* Do this
Can you carry on the walking account of the climb over Golden Cap, picking up right after its final sentence and leaving the listing aside?

Yesterday, when walking up to Chideock to get the bus to Bridport I had noticed a sign to Golden Cap, so today I retrace my steps and turn off the road, following a wide grassy track winding gently upwards.
This gentle slope then turns into something a little more challenging so I stop to catch my breath by the side of the only tree in the near vicinity – I wonder why this bent old specimen has been spared.
Ahead of me are a family with young children, their squawking disturbs the peace – I realise I am turning into a grumpy old woman. It is warm today I am already peeling off layers with the exertion of getting to the top and when I get there the children are playing on the cairn so I wait a while, taking in the view.
Coming down the other side is painstakingly slow – the slope is steep and I have to take small steps, using my pole. Stopping to rest not far away from a bench full of local people I overhear the explanation of why the hill is called Golden Cap. Apparently the top used to be devoid of vegetation and was just golden earth – this would then glow in the light of the setting sun. Nowadays, the top is much greener.

* Extracted entries
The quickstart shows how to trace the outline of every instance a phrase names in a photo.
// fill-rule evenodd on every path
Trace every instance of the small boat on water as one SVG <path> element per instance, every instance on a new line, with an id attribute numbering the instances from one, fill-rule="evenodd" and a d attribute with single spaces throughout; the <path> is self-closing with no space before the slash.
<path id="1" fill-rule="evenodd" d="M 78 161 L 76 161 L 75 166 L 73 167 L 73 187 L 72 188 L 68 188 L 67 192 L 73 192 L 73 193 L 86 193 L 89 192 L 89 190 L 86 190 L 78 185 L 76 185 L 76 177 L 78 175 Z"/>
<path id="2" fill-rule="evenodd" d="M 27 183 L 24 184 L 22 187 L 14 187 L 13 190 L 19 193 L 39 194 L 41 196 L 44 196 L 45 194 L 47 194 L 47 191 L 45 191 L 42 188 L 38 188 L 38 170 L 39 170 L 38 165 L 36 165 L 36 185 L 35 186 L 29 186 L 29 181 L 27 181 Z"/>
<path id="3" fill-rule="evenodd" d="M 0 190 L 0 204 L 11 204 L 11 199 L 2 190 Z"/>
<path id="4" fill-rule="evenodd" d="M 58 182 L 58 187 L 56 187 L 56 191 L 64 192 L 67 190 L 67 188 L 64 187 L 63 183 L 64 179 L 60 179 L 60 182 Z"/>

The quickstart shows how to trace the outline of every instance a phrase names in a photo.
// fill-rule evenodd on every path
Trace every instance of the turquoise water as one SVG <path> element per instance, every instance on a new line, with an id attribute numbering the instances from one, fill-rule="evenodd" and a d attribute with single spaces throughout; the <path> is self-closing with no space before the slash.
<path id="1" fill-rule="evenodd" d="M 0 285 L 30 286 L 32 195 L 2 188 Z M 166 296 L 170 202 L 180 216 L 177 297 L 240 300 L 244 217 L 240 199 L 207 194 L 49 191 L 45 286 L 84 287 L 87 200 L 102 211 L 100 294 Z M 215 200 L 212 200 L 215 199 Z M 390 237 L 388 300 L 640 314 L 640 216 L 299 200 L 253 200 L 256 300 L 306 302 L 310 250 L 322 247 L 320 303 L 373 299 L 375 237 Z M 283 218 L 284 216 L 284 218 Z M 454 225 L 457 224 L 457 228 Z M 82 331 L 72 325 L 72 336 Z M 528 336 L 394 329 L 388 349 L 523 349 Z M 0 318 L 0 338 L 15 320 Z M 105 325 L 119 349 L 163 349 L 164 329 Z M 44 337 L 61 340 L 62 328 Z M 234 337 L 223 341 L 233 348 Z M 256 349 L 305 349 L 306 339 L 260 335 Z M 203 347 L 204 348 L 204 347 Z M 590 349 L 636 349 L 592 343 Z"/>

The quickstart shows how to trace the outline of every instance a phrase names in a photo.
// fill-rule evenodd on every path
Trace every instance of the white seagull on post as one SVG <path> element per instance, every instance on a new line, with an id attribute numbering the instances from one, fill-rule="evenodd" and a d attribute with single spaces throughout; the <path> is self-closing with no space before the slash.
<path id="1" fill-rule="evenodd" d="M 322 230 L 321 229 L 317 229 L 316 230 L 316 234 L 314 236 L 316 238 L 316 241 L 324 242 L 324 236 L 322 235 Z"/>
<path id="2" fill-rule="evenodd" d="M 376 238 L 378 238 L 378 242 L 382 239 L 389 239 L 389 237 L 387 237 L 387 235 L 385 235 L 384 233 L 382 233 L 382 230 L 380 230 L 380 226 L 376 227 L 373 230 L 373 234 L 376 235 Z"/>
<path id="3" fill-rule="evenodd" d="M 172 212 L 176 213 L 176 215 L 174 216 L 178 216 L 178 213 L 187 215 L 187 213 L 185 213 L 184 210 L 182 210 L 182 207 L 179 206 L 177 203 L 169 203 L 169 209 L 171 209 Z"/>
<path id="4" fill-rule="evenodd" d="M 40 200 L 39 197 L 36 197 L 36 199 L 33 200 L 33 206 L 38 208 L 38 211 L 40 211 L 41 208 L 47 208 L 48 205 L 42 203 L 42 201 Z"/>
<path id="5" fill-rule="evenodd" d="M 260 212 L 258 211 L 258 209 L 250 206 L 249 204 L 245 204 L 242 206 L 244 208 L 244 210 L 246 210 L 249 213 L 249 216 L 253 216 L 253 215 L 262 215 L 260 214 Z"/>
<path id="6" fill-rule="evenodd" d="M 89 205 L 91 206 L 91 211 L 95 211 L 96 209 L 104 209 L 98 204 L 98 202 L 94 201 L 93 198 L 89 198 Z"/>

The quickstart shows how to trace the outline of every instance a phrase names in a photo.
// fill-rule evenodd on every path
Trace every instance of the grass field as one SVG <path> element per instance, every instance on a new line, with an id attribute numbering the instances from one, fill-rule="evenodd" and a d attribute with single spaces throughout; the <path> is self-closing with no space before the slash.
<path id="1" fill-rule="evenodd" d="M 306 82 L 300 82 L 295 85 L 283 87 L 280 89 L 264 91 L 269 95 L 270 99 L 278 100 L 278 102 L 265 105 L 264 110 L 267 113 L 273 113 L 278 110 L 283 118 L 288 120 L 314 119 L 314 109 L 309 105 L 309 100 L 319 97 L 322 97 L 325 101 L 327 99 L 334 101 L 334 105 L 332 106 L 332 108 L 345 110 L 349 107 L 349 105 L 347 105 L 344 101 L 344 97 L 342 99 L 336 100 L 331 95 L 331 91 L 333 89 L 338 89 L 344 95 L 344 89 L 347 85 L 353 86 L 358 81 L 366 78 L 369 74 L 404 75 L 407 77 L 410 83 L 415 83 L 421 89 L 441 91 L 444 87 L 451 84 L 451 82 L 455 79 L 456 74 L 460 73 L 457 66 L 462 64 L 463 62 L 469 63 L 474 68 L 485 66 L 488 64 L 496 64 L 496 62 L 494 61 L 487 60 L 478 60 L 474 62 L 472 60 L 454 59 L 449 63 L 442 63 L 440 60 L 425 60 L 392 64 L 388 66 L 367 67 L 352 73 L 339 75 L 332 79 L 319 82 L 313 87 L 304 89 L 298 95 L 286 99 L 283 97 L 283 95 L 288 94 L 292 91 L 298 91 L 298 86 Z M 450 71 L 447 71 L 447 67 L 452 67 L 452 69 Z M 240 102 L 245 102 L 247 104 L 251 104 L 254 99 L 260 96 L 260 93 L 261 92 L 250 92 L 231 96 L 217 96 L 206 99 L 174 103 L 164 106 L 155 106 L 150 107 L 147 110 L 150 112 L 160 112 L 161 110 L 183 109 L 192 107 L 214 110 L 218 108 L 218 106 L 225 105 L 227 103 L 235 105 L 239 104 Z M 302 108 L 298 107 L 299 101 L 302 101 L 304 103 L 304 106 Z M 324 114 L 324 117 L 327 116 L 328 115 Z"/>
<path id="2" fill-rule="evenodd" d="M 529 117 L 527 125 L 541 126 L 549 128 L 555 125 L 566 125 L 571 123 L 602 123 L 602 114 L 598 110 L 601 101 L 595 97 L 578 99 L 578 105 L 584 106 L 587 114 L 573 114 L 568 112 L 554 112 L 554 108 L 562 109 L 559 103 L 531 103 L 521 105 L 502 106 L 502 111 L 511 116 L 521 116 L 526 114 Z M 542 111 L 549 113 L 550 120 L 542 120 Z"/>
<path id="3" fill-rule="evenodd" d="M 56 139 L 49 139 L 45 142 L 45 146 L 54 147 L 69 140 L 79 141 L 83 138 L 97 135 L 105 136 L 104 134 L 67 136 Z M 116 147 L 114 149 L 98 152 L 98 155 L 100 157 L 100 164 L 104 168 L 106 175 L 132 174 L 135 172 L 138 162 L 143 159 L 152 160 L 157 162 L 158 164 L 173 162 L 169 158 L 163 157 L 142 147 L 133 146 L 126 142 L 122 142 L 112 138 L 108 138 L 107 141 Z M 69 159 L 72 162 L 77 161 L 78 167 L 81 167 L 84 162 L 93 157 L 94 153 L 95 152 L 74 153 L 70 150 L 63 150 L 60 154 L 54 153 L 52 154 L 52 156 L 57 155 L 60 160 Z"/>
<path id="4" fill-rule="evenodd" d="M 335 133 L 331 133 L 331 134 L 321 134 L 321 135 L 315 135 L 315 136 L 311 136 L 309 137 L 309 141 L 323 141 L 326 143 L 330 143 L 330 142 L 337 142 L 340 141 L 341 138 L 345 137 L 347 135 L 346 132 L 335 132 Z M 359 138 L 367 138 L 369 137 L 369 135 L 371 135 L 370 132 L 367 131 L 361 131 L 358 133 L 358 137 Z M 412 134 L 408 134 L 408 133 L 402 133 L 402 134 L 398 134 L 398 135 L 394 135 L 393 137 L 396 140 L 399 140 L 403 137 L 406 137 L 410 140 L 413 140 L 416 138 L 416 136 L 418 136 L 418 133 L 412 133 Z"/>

* Written reply
From here the path carries on through fields and meadows full of beautiful wild flowers – daisies, dandelions, meadow grass, red campion and buttercups. I take no pictures because I know they will not do them justice.
After a while I can see Charmouth below me but just when I think I can roll down the hill to the town I come to a stop in front of a sign that tells me the path is closed and directs me off to the right. Hoping it’s not going to be too much of a detour I follow the path which brings me out to a car park and a narrow tarmac road leading down to the town. I walk past expensive looking houses and every two minutes I am forced to stop to let equally expensive looking cars pass – they all give me a friendly wave. On either side are woodlands with the last of the spring bluebells.
Coming down into the town I approach a field full of cars and lots of people milling around. It’s an open air market so I decide to take a look around. I do not stay long – the smell of cooking fat and candy floss turn my empty stomach and there is nothing of any interest.
I am now very hungry and thirsty so when I reach Charmouth beach I make straight for the cafe. Taking my lunch with me outside I find a place to sit on a bench overlooking the beach and watch fascinated by the small groups of fossil hunters. Wielding hired hammers they break up the stones, some have masks on.
So time to move on, I have to get to Lyme Regis and further today. Again the coast path is closed so I head upwards through residential streets trying to follow the plethora of footpath signs. Some end in dead ends and this one leads me down to a point where the path disappears over the edge of a cliff, the ground has fallen completely away. I walk back, thinking it would be nice to buy some quail eggs but how on earth would I carry them?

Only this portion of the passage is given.